▸ Exercise: Reproduce the portion of the commentary on Johnny Knox's kickoff return between "Posted by ESPN.com’s" and "scored a touchdown.", inclusive.

▸ Selected extract:
________________________________________

Posted by ESPN.com’s Kevin Seifert
At the request of Dana, Stephen and others, I watched Chicago receiver Johnny Knox’s 102-yard kickoff return about 30 times this morning, hoping to answer the question of whether he released the ball prior to crossing the goal line. On that count, it looks very possible -- but probably too close for a replay official to overturn -- that Knox might have pulled a DeSean Jackson and dropped the ball before he officially scored a touchdown.
But to me, the answer to the bigger question -- What should have happened next? -- makes this controversy a bit moot. If officials did make the call, they would have had two options. In both cases, Chicago would have retained possession:
Rule it a goal-line fumble that, like Jackson’s play last season in Philadelphia’s game against Dallas, was not recovered before the whistle blew. In that case, the Bears would have gained possession at the 1-yard line.
Rule it an illegal forward pass, punishable by a 5-yard penalty. As pointed out by Tom Kowalski of Mlive.com, the ball ultimately ends up in the end zone. If officials ruled that Knox dropped it before he crossed the goal line, then it would by definition be a forward pass beyond the line of scrimmage. Even so, Chicago would have taken over 5 yards away from the spot of the penalty.

________________________________________

▸ Dataset:

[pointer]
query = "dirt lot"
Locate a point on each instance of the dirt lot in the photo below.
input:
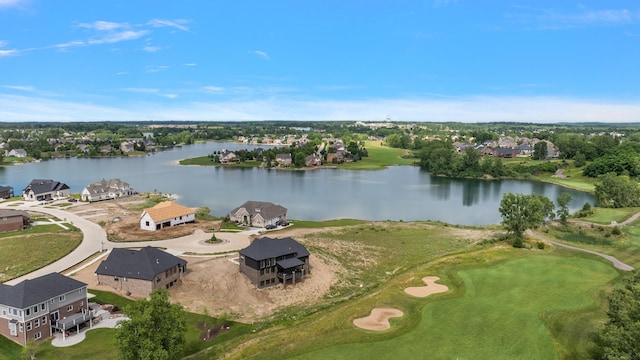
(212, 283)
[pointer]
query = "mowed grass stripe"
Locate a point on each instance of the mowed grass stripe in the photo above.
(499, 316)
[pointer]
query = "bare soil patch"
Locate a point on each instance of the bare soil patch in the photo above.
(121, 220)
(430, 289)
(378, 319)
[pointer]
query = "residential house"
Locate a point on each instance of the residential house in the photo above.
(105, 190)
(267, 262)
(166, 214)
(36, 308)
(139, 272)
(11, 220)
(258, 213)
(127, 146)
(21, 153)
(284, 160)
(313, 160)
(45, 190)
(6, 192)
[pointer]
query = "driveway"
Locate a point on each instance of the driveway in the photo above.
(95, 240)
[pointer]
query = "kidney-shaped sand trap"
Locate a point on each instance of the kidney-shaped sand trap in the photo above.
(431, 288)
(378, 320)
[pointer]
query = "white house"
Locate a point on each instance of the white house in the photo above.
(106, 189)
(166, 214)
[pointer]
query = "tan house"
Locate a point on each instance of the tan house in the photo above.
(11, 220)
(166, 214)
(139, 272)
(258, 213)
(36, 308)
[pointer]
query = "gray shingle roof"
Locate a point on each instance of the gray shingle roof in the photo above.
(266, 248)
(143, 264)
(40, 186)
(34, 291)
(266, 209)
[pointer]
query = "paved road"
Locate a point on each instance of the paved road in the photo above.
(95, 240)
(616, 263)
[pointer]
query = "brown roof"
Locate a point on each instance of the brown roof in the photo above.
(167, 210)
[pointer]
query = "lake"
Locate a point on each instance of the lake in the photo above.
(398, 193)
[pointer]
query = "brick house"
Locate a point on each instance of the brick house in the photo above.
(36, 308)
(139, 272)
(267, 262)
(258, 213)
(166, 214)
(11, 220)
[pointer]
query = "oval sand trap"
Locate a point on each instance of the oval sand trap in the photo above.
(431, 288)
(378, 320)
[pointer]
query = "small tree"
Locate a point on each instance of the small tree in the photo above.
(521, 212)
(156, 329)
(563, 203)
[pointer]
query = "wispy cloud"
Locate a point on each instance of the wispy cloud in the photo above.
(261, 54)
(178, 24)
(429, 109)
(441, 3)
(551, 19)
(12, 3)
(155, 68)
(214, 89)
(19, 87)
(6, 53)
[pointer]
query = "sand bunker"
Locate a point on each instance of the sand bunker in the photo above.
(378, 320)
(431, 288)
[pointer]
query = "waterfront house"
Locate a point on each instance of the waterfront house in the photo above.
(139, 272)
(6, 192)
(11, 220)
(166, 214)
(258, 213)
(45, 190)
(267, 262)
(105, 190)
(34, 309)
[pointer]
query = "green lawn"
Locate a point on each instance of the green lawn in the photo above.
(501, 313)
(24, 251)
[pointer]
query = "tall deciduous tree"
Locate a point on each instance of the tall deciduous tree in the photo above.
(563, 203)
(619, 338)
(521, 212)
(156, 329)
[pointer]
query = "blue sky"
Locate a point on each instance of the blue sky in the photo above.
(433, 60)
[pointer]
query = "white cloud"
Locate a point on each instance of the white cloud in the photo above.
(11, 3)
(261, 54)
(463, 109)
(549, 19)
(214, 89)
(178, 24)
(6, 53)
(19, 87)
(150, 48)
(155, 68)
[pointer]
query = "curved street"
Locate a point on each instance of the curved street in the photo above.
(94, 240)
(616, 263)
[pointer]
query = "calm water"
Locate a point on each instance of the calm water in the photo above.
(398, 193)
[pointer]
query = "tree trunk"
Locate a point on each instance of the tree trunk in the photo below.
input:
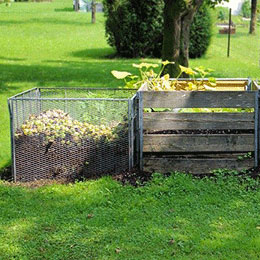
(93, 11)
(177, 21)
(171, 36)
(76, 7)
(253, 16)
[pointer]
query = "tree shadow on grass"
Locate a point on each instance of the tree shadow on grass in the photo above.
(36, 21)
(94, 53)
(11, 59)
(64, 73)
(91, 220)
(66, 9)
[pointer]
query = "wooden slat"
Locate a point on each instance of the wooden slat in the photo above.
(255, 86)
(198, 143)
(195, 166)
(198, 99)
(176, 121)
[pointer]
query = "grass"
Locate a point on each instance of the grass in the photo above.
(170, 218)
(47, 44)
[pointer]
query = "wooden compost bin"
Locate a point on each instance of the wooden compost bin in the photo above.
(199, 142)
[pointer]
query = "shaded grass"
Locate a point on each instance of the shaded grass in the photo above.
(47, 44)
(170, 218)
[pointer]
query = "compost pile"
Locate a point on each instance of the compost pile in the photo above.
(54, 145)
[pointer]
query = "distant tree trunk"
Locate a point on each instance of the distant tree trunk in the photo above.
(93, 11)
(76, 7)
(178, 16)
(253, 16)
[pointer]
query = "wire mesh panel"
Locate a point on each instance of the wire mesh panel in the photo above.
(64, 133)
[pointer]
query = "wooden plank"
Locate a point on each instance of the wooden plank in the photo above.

________________________________________

▸ Answer to this task:
Posted by ESPN.com’s Kevin Seifert
At the request of Dana, Stephen and others, I watched Chicago receiver Johnny Knox’s 102-yard kickoff return about 30 times this morning, hoping to answer the question of whether he released the ball prior to crossing the goal line. On that count, it looks very possible -- but probably too close for a replay official to overturn -- that Knox might have pulled a DeSean Jackson and dropped the ball before he officially scored a touchdown.